> _TO BE DONE_
Starting with the line that holds "Target: pile of dry hay", copy out each remaining line of the listing below, up to and including the last one, and include nothing else.

> _EXERCISE DATA_
-.-.-
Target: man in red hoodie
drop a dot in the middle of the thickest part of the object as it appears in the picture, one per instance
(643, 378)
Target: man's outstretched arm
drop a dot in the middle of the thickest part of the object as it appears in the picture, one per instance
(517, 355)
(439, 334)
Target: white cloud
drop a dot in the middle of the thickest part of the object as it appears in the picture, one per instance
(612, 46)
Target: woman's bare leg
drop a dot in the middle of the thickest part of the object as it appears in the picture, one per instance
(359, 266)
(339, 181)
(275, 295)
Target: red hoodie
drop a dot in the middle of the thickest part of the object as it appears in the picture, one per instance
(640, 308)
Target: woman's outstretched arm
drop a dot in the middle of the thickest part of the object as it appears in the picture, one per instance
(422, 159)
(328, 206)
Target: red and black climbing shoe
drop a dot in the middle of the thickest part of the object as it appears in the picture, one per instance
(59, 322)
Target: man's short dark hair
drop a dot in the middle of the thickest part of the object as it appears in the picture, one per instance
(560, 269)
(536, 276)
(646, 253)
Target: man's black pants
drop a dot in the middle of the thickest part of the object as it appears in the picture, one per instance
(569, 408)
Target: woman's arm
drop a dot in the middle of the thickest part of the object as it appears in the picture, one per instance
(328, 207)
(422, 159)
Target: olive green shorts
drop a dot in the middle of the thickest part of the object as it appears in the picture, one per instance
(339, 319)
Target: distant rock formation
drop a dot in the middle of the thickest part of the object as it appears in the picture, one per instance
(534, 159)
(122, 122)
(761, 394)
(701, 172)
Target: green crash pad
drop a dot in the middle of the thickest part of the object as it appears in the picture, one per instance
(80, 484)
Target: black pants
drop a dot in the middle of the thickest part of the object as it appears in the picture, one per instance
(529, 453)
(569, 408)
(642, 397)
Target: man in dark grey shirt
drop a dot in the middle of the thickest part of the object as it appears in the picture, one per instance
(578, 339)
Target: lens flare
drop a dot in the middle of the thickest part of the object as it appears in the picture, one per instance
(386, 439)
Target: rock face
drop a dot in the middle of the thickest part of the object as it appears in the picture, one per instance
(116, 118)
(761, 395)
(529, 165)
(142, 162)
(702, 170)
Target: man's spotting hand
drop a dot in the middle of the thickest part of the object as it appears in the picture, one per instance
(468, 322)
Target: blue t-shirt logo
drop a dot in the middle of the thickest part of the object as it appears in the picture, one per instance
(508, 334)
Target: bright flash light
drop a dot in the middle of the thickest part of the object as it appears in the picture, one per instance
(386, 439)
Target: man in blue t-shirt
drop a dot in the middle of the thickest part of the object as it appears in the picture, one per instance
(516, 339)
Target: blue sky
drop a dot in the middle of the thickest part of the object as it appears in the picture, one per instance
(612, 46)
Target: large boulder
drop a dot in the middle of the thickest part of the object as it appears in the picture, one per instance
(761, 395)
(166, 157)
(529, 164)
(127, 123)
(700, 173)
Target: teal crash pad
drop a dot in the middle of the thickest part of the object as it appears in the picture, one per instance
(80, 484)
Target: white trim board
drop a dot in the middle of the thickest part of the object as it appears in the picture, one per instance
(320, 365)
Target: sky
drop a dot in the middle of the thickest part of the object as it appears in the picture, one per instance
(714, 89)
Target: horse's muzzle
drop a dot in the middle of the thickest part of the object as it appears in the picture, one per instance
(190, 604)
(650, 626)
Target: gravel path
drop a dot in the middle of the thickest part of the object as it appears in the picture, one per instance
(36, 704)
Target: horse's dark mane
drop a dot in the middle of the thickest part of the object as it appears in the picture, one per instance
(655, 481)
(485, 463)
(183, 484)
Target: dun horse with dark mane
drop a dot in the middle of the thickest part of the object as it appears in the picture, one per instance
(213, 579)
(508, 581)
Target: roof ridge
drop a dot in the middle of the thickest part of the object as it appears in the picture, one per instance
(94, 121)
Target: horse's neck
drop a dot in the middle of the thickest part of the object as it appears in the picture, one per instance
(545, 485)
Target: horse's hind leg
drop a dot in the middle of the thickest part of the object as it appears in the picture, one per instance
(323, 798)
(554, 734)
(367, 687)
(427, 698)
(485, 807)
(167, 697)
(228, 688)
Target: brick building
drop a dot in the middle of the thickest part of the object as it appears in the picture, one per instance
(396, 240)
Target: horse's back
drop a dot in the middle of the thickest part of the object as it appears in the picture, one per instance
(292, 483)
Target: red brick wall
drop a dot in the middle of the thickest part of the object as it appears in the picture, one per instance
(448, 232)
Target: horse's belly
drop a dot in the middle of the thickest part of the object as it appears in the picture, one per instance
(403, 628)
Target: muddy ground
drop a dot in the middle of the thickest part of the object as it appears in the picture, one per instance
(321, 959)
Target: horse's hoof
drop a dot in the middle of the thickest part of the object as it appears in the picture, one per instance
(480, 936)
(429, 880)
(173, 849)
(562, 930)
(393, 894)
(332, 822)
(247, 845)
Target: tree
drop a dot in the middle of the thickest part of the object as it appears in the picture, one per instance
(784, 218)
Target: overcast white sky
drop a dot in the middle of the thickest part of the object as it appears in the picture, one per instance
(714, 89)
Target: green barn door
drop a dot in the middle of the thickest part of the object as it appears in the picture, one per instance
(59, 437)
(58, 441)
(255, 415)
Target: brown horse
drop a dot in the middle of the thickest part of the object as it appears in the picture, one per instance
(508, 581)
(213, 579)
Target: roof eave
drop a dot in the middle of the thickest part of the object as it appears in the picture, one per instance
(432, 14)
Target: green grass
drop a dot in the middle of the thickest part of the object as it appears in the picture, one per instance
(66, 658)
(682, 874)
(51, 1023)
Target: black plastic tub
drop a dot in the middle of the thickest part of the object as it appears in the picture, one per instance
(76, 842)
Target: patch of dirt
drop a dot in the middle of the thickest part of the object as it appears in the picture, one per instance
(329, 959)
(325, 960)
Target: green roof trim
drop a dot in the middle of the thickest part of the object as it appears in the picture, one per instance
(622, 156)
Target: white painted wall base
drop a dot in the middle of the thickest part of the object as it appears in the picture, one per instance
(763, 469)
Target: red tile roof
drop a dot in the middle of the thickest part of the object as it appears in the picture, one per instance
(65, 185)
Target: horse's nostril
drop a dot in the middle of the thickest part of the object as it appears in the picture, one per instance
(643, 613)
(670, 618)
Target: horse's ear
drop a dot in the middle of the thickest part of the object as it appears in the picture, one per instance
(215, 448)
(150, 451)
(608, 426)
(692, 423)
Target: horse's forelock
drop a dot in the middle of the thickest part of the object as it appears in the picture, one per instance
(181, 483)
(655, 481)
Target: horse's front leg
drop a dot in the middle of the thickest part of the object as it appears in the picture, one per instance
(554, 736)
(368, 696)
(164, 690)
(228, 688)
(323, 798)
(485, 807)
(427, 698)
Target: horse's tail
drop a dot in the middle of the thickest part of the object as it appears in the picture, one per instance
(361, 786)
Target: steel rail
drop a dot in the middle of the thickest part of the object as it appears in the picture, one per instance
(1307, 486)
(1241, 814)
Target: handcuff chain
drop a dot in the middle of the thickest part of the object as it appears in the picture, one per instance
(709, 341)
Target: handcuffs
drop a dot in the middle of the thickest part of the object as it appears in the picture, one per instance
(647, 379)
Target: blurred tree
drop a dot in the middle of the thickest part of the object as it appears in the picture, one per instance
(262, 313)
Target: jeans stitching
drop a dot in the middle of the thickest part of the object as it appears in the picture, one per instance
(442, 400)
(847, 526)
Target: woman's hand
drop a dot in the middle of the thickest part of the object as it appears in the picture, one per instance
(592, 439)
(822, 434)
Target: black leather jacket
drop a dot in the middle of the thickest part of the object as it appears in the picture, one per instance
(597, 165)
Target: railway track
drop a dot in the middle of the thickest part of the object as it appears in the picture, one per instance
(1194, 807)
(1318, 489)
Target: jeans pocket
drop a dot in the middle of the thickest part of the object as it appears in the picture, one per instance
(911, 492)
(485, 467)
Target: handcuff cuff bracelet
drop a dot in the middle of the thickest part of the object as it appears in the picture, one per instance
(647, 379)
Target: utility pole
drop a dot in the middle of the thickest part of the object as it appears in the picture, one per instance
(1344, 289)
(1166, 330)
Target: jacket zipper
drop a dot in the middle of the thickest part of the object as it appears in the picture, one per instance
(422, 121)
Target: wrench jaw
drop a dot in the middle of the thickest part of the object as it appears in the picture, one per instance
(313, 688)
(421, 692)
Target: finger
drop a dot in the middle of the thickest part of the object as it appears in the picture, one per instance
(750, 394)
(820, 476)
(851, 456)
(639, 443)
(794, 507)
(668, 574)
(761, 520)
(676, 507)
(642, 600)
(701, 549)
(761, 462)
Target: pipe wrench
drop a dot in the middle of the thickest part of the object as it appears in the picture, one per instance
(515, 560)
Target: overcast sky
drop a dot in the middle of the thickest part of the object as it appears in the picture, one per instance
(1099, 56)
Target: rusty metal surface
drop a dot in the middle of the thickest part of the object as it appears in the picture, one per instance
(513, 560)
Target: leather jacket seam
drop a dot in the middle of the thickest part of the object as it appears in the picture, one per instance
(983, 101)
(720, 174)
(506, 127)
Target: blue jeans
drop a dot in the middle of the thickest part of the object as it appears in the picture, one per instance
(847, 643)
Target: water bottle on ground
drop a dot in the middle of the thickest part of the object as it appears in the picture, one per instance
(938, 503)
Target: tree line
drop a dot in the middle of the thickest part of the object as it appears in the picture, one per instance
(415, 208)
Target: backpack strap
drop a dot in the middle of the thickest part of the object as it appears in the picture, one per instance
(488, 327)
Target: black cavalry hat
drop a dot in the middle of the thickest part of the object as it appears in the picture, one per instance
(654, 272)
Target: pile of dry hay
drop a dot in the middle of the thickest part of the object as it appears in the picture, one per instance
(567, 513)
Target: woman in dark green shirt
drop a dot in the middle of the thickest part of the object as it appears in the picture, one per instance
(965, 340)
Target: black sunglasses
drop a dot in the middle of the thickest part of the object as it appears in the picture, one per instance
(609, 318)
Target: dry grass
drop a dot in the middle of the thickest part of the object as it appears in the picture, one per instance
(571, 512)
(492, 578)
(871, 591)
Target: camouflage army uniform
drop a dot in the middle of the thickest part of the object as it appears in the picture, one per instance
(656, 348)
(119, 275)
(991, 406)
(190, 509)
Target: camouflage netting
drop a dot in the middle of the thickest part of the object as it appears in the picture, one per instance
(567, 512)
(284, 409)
-.-.-
> _PROBLEM SOLUTION_
Target: pile of dry hay
drop a dot in the middle of the thickest part of the object as it appears in the picture, one per instance
(567, 513)
Target: woman in dark green shirt
drop a dot in the middle of the thickest part of the object as it appears in the picture, one per instance
(965, 340)
Target: black sunglasses
drop a dot in the middle of the thickest part of the object as it appears in the picture, one per instance
(609, 318)
Target: dry grass
drop a dot in the middle of the thickest part of the object as it appears in the picture, one per instance
(571, 512)
(492, 578)
(871, 591)
Target: camouflage army uniform
drop a dot in the middle of the thickest part of the object as it appears in the picture, one per instance
(656, 348)
(119, 275)
(991, 406)
(190, 509)
Target: camouflage netting
drop a dot in the middle of the thickest part of the object as it appears in the picture, one per instance
(567, 512)
(284, 409)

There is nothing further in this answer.